Direction: Each record needs to be echoed exactly; can you do that?

------ Material provided ------

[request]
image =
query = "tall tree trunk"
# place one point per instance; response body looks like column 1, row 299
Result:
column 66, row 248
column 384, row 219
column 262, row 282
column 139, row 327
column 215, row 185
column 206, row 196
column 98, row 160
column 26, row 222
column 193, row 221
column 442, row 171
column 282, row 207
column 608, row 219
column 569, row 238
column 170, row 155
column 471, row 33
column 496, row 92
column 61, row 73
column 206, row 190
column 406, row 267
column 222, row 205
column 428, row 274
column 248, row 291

------

Response to this task:
[request]
image =
query = "tall tree trunk"
# place one point per instance; response body looks like column 1, row 299
Result:
column 66, row 248
column 384, row 219
column 262, row 282
column 139, row 327
column 215, row 185
column 206, row 196
column 98, row 160
column 26, row 222
column 193, row 221
column 442, row 171
column 282, row 207
column 608, row 219
column 569, row 238
column 170, row 155
column 471, row 33
column 496, row 92
column 61, row 73
column 206, row 190
column 406, row 267
column 222, row 205
column 428, row 274
column 248, row 291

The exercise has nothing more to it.